::: DATA ROWS :::

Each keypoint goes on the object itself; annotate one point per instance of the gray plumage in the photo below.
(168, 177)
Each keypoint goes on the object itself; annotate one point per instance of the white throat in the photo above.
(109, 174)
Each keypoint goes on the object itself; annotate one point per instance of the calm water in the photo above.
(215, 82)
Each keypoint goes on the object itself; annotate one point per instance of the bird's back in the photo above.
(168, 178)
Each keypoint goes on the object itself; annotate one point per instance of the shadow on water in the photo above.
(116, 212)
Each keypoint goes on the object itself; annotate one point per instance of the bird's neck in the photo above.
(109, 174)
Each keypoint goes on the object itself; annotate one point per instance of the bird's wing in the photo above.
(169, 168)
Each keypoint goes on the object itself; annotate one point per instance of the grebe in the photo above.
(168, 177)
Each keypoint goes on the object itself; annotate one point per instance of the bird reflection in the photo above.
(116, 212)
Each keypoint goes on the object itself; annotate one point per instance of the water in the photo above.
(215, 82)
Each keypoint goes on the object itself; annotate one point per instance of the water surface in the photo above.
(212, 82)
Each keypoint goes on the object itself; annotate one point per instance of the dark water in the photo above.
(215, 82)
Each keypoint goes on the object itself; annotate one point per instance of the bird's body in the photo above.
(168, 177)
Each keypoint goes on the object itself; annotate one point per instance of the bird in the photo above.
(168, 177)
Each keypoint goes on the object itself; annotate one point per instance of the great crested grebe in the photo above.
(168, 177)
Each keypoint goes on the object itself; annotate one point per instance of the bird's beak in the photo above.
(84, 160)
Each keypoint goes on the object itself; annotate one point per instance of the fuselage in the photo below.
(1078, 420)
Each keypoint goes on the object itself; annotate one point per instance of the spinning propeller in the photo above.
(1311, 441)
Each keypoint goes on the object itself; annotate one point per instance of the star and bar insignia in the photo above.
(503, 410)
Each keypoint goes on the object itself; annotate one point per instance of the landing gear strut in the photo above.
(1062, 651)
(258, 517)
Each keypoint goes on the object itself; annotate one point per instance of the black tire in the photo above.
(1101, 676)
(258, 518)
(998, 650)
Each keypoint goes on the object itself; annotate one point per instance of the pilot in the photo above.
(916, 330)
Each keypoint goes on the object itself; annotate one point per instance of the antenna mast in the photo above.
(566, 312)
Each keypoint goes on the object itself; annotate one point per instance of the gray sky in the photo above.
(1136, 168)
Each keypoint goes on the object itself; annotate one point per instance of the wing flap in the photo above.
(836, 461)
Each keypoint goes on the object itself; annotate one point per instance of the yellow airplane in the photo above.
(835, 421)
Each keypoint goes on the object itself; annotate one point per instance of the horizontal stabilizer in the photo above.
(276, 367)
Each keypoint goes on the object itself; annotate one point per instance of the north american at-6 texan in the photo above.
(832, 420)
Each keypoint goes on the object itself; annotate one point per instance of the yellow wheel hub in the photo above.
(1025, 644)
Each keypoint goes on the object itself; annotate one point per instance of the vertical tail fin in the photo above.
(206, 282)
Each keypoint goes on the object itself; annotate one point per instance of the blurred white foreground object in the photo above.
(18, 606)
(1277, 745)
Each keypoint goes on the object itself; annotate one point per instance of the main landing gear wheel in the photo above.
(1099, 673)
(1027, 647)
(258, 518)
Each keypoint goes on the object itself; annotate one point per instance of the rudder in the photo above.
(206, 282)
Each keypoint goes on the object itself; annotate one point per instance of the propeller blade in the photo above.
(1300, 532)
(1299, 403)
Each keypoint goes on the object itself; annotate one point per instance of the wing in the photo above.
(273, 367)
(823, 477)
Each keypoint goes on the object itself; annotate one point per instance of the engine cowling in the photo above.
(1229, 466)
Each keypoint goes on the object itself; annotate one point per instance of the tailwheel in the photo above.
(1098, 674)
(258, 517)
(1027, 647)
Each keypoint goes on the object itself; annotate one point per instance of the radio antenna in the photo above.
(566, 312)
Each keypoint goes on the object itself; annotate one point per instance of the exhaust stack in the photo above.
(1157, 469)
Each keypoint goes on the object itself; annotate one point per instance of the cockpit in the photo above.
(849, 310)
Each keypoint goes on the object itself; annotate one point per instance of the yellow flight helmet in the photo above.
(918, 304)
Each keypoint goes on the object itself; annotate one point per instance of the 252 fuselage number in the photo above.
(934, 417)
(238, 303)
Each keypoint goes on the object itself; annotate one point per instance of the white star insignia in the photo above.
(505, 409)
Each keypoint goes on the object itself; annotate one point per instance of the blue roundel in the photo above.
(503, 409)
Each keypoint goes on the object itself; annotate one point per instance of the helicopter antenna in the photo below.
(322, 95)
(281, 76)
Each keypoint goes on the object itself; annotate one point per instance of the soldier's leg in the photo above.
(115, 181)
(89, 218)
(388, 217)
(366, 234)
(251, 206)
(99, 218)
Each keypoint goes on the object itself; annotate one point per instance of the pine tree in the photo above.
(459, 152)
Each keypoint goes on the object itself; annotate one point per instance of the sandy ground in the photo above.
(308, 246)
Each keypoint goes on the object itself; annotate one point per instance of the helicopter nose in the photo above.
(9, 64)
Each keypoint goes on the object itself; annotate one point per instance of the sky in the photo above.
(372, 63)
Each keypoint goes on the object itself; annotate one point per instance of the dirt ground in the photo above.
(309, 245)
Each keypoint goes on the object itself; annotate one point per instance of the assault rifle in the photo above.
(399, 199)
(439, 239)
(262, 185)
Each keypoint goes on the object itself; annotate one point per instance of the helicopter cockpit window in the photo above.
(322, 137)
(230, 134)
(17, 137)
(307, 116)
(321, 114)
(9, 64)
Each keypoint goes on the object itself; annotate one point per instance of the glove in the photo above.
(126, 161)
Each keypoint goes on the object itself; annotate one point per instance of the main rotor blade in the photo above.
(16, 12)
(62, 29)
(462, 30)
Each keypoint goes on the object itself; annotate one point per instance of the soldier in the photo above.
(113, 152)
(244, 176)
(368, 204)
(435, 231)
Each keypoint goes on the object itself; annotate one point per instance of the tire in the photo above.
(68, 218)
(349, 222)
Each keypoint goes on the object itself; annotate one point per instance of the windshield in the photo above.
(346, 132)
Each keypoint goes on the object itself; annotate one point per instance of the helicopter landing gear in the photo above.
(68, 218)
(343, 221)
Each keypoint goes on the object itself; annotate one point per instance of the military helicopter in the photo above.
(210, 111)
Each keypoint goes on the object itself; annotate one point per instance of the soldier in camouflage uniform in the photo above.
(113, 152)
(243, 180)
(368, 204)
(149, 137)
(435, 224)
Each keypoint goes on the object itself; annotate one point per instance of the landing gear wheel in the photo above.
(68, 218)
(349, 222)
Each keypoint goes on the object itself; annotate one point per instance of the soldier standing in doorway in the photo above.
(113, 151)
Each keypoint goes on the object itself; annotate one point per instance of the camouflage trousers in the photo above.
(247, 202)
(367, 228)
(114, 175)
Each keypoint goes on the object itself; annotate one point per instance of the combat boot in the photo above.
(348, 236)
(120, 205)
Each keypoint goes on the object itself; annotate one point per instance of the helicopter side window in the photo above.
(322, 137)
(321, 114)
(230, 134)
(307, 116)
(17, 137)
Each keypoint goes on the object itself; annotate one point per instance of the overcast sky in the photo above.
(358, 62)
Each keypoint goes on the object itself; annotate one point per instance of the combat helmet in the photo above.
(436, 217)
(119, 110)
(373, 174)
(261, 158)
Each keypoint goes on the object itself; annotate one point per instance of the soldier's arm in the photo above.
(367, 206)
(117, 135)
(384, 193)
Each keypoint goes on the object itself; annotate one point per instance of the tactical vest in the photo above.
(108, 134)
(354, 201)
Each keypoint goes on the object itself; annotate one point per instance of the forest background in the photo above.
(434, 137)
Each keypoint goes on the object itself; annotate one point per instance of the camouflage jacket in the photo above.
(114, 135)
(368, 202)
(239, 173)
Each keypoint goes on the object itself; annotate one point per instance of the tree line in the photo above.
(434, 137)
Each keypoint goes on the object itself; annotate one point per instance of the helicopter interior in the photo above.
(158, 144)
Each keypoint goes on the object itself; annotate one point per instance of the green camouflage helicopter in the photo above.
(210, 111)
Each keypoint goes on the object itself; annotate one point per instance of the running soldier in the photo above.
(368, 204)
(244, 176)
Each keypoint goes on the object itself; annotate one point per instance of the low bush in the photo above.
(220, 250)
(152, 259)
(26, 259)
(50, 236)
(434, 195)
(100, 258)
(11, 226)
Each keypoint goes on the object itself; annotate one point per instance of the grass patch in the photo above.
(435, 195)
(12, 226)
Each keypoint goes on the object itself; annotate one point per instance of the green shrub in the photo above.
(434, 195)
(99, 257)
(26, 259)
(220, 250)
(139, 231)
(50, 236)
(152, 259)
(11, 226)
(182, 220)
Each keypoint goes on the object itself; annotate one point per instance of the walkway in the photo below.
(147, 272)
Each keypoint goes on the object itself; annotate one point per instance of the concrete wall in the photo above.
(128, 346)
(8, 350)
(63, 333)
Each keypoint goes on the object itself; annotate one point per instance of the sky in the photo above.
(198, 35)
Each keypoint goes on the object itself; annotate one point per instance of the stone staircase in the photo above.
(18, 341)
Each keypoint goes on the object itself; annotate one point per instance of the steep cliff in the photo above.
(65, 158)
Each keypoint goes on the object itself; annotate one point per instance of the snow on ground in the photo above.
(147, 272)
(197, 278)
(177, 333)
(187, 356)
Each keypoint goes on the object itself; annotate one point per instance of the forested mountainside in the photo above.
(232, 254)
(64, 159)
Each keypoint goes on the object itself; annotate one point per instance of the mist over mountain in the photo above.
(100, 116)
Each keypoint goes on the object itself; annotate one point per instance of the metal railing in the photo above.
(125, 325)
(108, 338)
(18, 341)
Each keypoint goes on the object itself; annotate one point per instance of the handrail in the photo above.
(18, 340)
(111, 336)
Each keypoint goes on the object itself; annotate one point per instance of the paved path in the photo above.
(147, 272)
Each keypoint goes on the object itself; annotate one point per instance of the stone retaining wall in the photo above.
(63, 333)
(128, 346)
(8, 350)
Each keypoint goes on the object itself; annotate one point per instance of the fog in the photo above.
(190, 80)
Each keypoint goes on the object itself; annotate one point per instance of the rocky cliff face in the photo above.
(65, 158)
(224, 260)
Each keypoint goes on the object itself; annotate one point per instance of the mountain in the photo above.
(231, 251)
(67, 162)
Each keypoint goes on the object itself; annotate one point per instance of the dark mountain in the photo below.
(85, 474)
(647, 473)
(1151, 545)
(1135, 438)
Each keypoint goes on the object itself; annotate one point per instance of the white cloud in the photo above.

:::

> THE PROBLEM
Write out the lines above, starting at the line that contains "concrete wall in the photo above." and ending with the final line, and nothing else; copy them exactly.

> THE ANSWER
Each keypoint goes on the object itself; annotate one point per instance of the concrete wall in the photo above.
(128, 346)
(8, 350)
(63, 333)
Each keypoint goes on the object itself; annotate one point per instance of the sky in the photo above.
(198, 35)
Each keypoint goes on the object itself; annotate one point per instance of the stone staircase in the photo above.
(18, 341)
Each keypoint goes on the object itself; annotate one point per instance of the steep cliff in the photo above.
(65, 158)
Each keypoint goes on the object itself; annotate one point per instance of the snow on ground in the photo above.
(147, 272)
(197, 278)
(177, 333)
(187, 356)
Each keypoint goes on the object itself; annotate one point per instance of the forested mountainside in the photo above.
(232, 254)
(64, 159)
Each keypoint goes on the object itself; annotate one point per instance of the mist over mountain in the photo above.
(100, 116)
Each keypoint goes on the object itself; annotate one point per instance of the metal railing in the photo above.
(125, 325)
(108, 338)
(18, 341)
Each keypoint goes on the object itself; annotate one point per instance of the handrail in the photo above.
(18, 340)
(111, 336)
Each keypoint goes on the object itself; annotate one point per instance of the paved path in the photo above.
(147, 272)
Each keypoint goes on the object itself; annotate one point per instance of the stone retaining wall in the photo above.
(63, 333)
(128, 346)
(8, 350)
Each keypoint goes on the object itself; annotate one point per instance of the fog in the photo above.
(190, 80)
Each keypoint goes on the object itself; annotate one point per instance of the rocky cliff face in the photo above.
(65, 158)
(224, 260)
Each keypoint goes on the object itself; annotate one point per instance of the mountain in the photo above.
(231, 251)
(67, 162)
Each keypoint goes on the object itself; annotate one point per instance of the dark mountain in the photo below.
(85, 474)
(647, 473)
(1151, 545)
(1135, 438)
Each keypoint goes on the object itself; annotate one point per instance of the white cloud in the photo above.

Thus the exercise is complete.